Required work —
1. In the news article about Wang Jisi's comments, on what date was the Biden administration's Indo-Pacific strategy document issued?
2. Continue the news article about Wang Jisi's comments from its last sentence.

Extract to read —
Issues such as sovereignty vital, expert says in highlighting common interests
A Chinese scholar has expressed the hope that the United States will pay more heed to China's concerns, especially on matters relating to territorial integrity and national sovereignty.
Wang Jisi, president of the Institute of International and Strategic Studies at Peking University, made the comments last week at an event called "A Beijinger in Washington", which was held by the Center for Strategic and International Studies, or CSIS, a think tank in Washington.
Scott Kennedy, a senior adviser and trustee chair in Chinese business and economics at the CSIS, asked Wang for his views on a document issued by the administration of U.S. President Joe Biden on the country's strategy for the Indo-Pacific region.
According to the document, issued on Feb 11, the strategic objective of the U.S. "is not to change the PRC but to shape the strategic environment in which it operates, building a balance of influence in the world that is maximally favorable to the United States, our allies and partners, and the interests and values we share."

Stored records

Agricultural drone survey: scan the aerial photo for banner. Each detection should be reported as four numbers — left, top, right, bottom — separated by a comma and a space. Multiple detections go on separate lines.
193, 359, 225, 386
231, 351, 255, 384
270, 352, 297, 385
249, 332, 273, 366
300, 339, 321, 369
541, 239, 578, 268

Answers for the tasks —
1. Feb 11

2.
Wang said the paper shows that the Biden administration no longer expects there will be a change in China's domestic structure. He said the "rules-based international order" is interpreted differently by the U.S. and China, and the differing interpretations have led to competition between them.
"We emphasize more international rules like the United Nations Charter, with respect for sovereignty and territorial integrity," he said. "Chinese are critical of the American position over the Indo-Pacific regional strategy because China's strategic interests are not taken very seriously."
With attention to the 50th anniversary of former U.S. president Richard Nixon's visit to China and the signing of the Shanghai Communique, Wang gave his thoughts on the visit and on the Taiwan question.
Wang stressed that unlike the "secret diplomacy" around the visit, modern technology, especially telecommunications, has made today a different situation to improve U.S.-China relations.
"Very much today we are influenced by domestic factors in the U.S.-China relations, a variety of interest groups, multiple dimensions are involved, and the situation is very complicated," he said. "So, when you think about the old days, we could be somewhat nostalgic. But there is no way for us to go back to the old days."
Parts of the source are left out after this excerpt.